Please set out all of the records below as a numbered list, dropping any blank lines and leaving out the pictures.

• Provided entries:
****************
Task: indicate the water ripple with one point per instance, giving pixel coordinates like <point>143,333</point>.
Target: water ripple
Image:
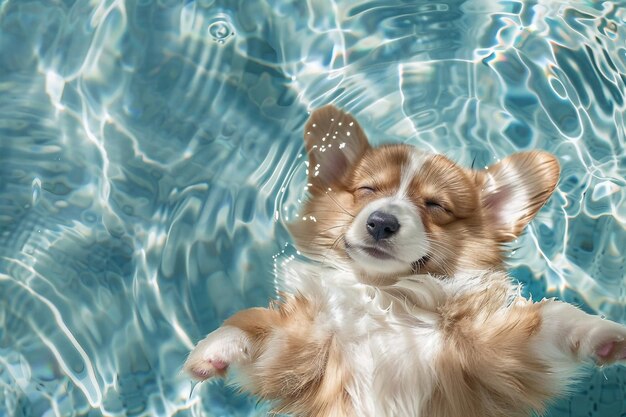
<point>151,153</point>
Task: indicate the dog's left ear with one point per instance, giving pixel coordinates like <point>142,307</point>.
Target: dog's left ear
<point>334,142</point>
<point>513,190</point>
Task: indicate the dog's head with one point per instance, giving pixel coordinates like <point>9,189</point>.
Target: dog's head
<point>395,209</point>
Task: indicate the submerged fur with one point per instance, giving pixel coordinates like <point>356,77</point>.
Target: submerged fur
<point>406,311</point>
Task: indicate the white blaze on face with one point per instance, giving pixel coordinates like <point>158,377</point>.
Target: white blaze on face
<point>404,247</point>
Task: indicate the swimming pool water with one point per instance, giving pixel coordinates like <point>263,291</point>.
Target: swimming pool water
<point>150,152</point>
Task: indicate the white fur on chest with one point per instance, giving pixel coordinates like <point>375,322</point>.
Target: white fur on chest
<point>388,336</point>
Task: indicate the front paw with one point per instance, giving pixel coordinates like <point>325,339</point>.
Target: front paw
<point>213,355</point>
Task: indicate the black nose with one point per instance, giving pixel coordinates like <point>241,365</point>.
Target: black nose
<point>382,225</point>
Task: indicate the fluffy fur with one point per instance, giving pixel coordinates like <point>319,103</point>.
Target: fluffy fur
<point>405,310</point>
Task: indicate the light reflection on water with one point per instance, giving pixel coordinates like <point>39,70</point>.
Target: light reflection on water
<point>148,148</point>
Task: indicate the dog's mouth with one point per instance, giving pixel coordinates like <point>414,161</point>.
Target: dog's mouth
<point>381,253</point>
<point>373,251</point>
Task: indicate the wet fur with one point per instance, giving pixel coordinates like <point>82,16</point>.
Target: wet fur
<point>444,335</point>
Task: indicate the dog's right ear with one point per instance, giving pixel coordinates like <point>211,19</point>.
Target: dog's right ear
<point>334,142</point>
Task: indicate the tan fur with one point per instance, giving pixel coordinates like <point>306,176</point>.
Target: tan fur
<point>486,366</point>
<point>307,379</point>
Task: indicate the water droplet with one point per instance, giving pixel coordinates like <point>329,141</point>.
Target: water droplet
<point>221,29</point>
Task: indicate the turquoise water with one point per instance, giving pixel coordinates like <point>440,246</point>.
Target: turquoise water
<point>150,154</point>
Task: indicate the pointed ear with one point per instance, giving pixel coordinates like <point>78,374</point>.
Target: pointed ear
<point>335,142</point>
<point>513,190</point>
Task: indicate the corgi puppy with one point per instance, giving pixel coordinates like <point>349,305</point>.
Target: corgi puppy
<point>405,309</point>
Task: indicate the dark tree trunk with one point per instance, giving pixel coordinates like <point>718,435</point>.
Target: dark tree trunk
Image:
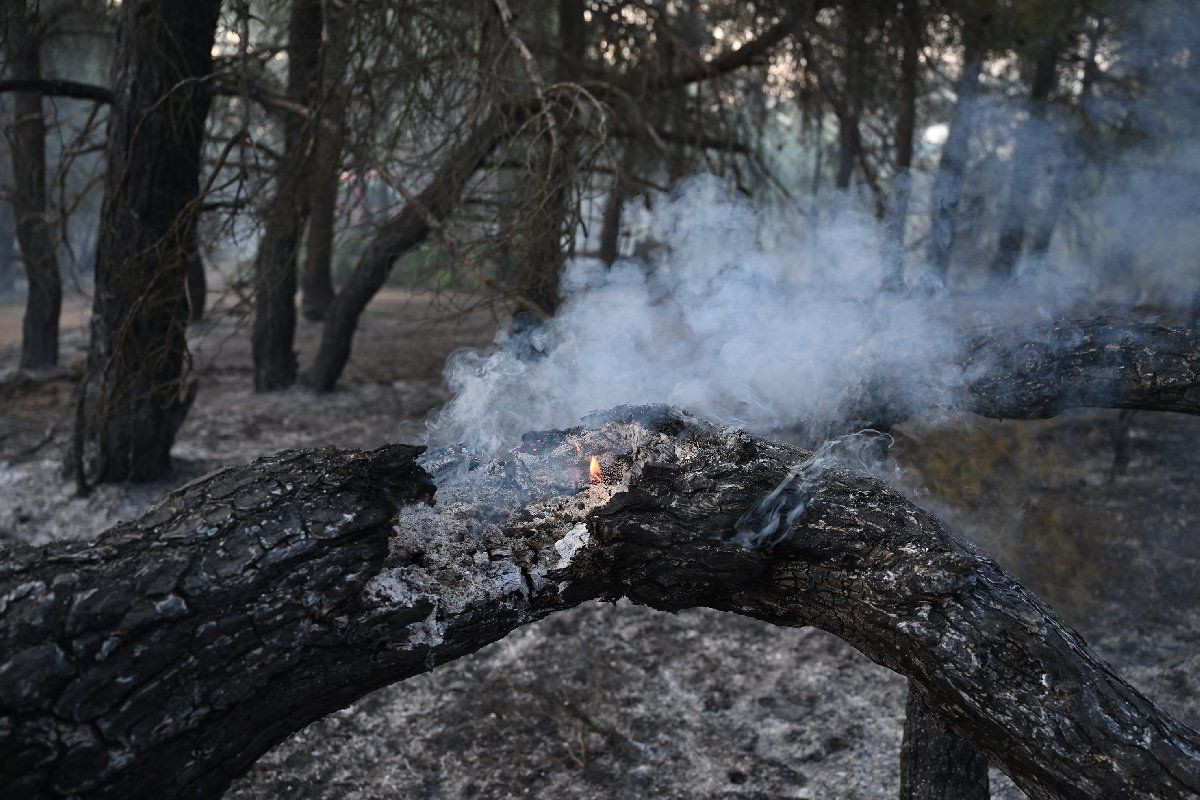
<point>1056,197</point>
<point>936,764</point>
<point>7,221</point>
<point>546,233</point>
<point>318,268</point>
<point>1027,157</point>
<point>1039,371</point>
<point>952,167</point>
<point>165,659</point>
<point>317,281</point>
<point>906,127</point>
<point>197,281</point>
<point>27,134</point>
<point>610,224</point>
<point>395,238</point>
<point>849,137</point>
<point>132,398</point>
<point>273,338</point>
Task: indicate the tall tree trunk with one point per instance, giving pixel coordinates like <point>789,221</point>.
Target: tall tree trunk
<point>395,238</point>
<point>27,136</point>
<point>610,223</point>
<point>318,268</point>
<point>7,220</point>
<point>273,338</point>
<point>132,398</point>
<point>849,137</point>
<point>547,233</point>
<point>197,281</point>
<point>906,127</point>
<point>952,167</point>
<point>1026,160</point>
<point>317,281</point>
<point>935,763</point>
<point>1056,197</point>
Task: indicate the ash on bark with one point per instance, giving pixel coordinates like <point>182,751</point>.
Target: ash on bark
<point>163,660</point>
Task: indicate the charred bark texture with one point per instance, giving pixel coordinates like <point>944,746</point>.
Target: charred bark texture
<point>936,764</point>
<point>132,397</point>
<point>1038,372</point>
<point>27,134</point>
<point>162,660</point>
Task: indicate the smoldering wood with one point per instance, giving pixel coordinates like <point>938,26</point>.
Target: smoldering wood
<point>165,659</point>
<point>1041,371</point>
<point>936,764</point>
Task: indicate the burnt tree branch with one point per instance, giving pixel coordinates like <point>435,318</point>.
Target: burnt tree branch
<point>1033,372</point>
<point>165,659</point>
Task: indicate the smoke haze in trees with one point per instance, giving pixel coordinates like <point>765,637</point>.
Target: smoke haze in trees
<point>772,316</point>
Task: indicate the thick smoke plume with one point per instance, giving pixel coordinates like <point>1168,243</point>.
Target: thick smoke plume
<point>743,317</point>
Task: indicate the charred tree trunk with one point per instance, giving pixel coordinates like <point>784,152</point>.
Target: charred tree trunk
<point>7,220</point>
<point>395,238</point>
<point>1026,161</point>
<point>273,338</point>
<point>132,397</point>
<point>165,659</point>
<point>936,764</point>
<point>317,281</point>
<point>27,137</point>
<point>952,167</point>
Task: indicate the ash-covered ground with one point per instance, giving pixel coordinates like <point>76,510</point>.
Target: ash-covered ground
<point>1097,511</point>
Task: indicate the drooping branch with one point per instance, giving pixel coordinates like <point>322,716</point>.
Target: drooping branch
<point>166,657</point>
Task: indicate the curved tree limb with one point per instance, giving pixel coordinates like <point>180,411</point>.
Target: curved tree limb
<point>163,660</point>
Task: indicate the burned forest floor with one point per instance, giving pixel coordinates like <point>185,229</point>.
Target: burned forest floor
<point>1097,511</point>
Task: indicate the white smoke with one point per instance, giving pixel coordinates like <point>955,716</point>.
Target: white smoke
<point>747,316</point>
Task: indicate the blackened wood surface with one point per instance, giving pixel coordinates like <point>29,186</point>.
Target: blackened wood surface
<point>936,764</point>
<point>165,659</point>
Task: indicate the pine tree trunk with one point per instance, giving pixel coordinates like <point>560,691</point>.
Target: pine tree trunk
<point>395,238</point>
<point>132,397</point>
<point>952,167</point>
<point>1027,156</point>
<point>906,128</point>
<point>27,134</point>
<point>273,338</point>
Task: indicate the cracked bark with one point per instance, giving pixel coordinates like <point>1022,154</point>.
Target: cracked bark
<point>163,660</point>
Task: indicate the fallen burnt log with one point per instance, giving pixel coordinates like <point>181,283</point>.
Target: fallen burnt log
<point>163,660</point>
<point>1041,371</point>
<point>1033,372</point>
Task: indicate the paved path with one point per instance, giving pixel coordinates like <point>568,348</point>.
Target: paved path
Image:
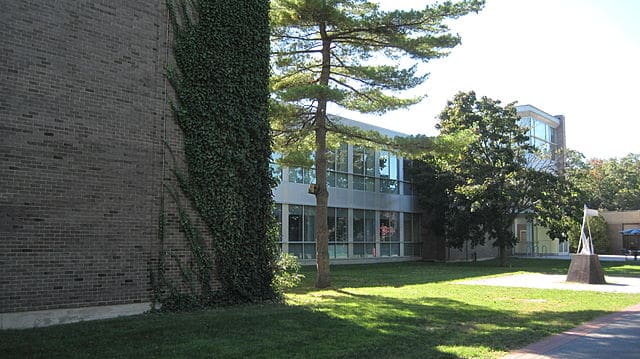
****************
• Task output:
1. Task: indicate the water ripple with one point per instance, giving pixel coordinates like <point>143,333</point>.
2. Target: water ripple
3. Image:
4. <point>151,153</point>
5. Task: indicate the dog's left ear with one point per instance, giving pixel coordinates like <point>142,307</point>.
6. Target: dog's left ear
7. <point>334,142</point>
8. <point>513,190</point>
9. Task: indicate the dog's head with one point per instance, giving pixel coordinates like <point>9,189</point>.
10. Target: dog's head
11. <point>395,209</point>
12. Task: indicate the submerged fur with one point per instance, giving pixel coordinates like <point>356,77</point>.
13. Target: submerged fur
14. <point>406,311</point>
15. Task: indicate the white blaze on face with one point per instance, giving pixel coordinates like <point>158,377</point>.
16. Target: white blaze on face
17. <point>404,247</point>
18. Task: indicate the swimming pool water with one point per instance, giving pixel coordinates like <point>263,291</point>.
19. Target: swimming pool water
20. <point>150,152</point>
21. Task: indicate the white fur on chest with one point per instance, giving pixel coordinates like <point>375,322</point>.
22. Target: white fur on chest
23. <point>388,336</point>
24. Task: indicate the front paw with one point per instance, giving pixel coordinates like <point>325,339</point>.
25. Target: front paw
26. <point>213,355</point>
27. Task: indicate the black nose with one point per instance, giving pixel coordinates like <point>241,365</point>.
28. Target: black nose
29. <point>382,225</point>
30. Task: indicate the fluffy fur with one point per instance, giving pixel coordinates like <point>319,103</point>.
31. Target: fluffy fur
32. <point>405,310</point>
33. Task: indicate the light reflection on water with one point per instance, giving pixel coordinates like <point>39,70</point>.
34. Target: light reflection on water
35. <point>148,148</point>
36. Task: indicate the dog's mouth with one point per instance, giving pixel coordinates like <point>414,161</point>.
37. Target: dog's mouth
38. <point>381,253</point>
39. <point>373,251</point>
40. Task: indicate the wet fur with one point per instance, giving pixel coordinates like <point>82,16</point>.
41. Target: wet fur
42. <point>444,335</point>
43. Task: indicate the dog's right ear with one point per instance, giving pixel coordinates like <point>211,19</point>.
44. Target: dog's right ear
45. <point>334,142</point>
46. Task: indicate the tan fur with one point per instance, giving pixel coordinates like <point>306,176</point>.
47. Target: tan fur
48. <point>486,366</point>
49. <point>307,379</point>
50. Task: indicate the water droplet with one point per instance, giving pixel coordinates like <point>329,141</point>.
51. Target: water droplet
52. <point>221,29</point>
53. Task: indicate the turquoise water with one point per instance, giving pixel coordinates like <point>440,246</point>.
54. Target: turquoise water
55. <point>150,154</point>
56. Task: indicate the pointed ear with one point per instance, giving pixel coordinates like <point>78,374</point>.
57. Target: pointed ear
58. <point>335,142</point>
59. <point>513,190</point>
60. Task: indicate the corgi puppy with one point per instance, giving pixel coordinates like <point>349,305</point>.
61. Target: corgi puppy
62. <point>405,309</point>
63. Task: indicate the dark tree trunk with one point per instance, giving pixel coordinates like <point>718,435</point>.
64. Target: dark tree trunk
65. Image:
66. <point>1056,197</point>
67. <point>936,764</point>
68. <point>7,221</point>
69. <point>546,233</point>
70. <point>318,268</point>
71. <point>1027,157</point>
72. <point>1039,371</point>
73. <point>952,167</point>
74. <point>165,659</point>
75. <point>317,281</point>
76. <point>906,127</point>
77. <point>197,281</point>
78. <point>27,134</point>
79. <point>610,224</point>
80. <point>395,238</point>
81. <point>849,137</point>
82. <point>132,398</point>
83. <point>273,338</point>
84. Task: indicate the tall tree trunk with one point per instance, giving pixel coordinates like <point>789,221</point>.
85. Target: tall tree trunk
86. <point>395,238</point>
87. <point>27,136</point>
88. <point>610,223</point>
89. <point>318,268</point>
90. <point>7,220</point>
91. <point>273,338</point>
92. <point>132,398</point>
93. <point>849,137</point>
94. <point>547,233</point>
95. <point>197,281</point>
96. <point>906,127</point>
97. <point>952,167</point>
98. <point>1026,160</point>
99. <point>317,281</point>
100. <point>935,763</point>
101. <point>1056,197</point>
102. Task: indicate the ash on bark with one point per instance, giving pixel coordinates like <point>182,751</point>.
103. Target: ash on bark
104. <point>163,660</point>
105. Task: indicate the charred bark texture with one point per instance, giving pixel coordinates like <point>944,746</point>.
106. Target: charred bark texture
107. <point>936,764</point>
108. <point>132,397</point>
109. <point>1038,372</point>
110. <point>27,134</point>
111. <point>162,660</point>
112. Task: indicate the smoldering wood with one point per instance, giving pixel coordinates like <point>938,26</point>.
113. Target: smoldering wood
114. <point>165,659</point>
115. <point>1041,371</point>
116. <point>936,764</point>
117. Task: indicate the burnt tree branch with one point per instance, giving pixel coordinates like <point>435,318</point>.
118. Target: burnt tree branch
119. <point>1033,372</point>
120. <point>165,659</point>
121. Task: indicate the smoke haze in trees with one point per instance, giving pixel coordinates like <point>765,637</point>.
122. Target: smoke haze in trees
123. <point>772,316</point>
124. Task: indicate the thick smoke plume with one point per instance, giving pixel coordinates like <point>1168,243</point>.
125. Target: thick smoke plume
126. <point>743,317</point>
127. Task: indicate the charred tree trunk with one point per instance, giving pixel coordinates like <point>784,152</point>.
128. Target: charred tree trunk
129. <point>7,220</point>
130. <point>395,238</point>
131. <point>1026,161</point>
132. <point>273,338</point>
133. <point>132,397</point>
134. <point>165,659</point>
135. <point>936,764</point>
136. <point>317,281</point>
137. <point>27,137</point>
138. <point>952,167</point>
139. Task: indicate the ash-covered ground with one point per instance, giving pixel coordinates like <point>76,510</point>.
140. Target: ash-covered ground
141. <point>1097,511</point>
142. Task: indicate the drooping branch with one point per instance, giving pixel coordinates like <point>322,716</point>.
143. Target: drooping branch
144. <point>166,657</point>
145. Task: indicate the curved tree limb with one point per instance, giving pixel coordinates like <point>180,411</point>.
146. Target: curved tree limb
147. <point>163,660</point>
148. Task: indicate the burned forest floor with one point per instance, giving pixel coordinates like <point>185,229</point>.
149. Target: burned forest floor
150. <point>1097,511</point>
151. Task: indicate the white smoke with one point per instance, giving pixel coordinates like <point>955,716</point>.
152. Target: white smoke
153. <point>747,316</point>
154. Task: indicate the blackened wood surface with one point per instance, giving pixel coordinates like <point>29,186</point>.
155. Target: blackened wood surface
156. <point>936,764</point>
157. <point>165,659</point>
158. Task: indicate the pine tree trunk with one point per instance, giving pixel coordinates like <point>560,691</point>.
159. Target: pine tree trunk
160. <point>395,238</point>
161. <point>132,397</point>
162. <point>952,167</point>
163. <point>1027,156</point>
164. <point>906,128</point>
165. <point>27,134</point>
166. <point>273,338</point>
167. Task: indicate the cracked bark with one point per instance, giving pixel coordinates like <point>1022,154</point>.
168. Target: cracked bark
169. <point>163,660</point>
170. Task: indicate the fallen burnt log with one point per instance, giving pixel coordinates like <point>181,283</point>.
171. Target: fallen burnt log
172. <point>163,660</point>
173. <point>1041,371</point>
174. <point>1033,372</point>
175. Task: indicate the paved path with one point per instance, giving pixel coordinates like <point>568,348</point>.
176. Target: paved path
177. Image:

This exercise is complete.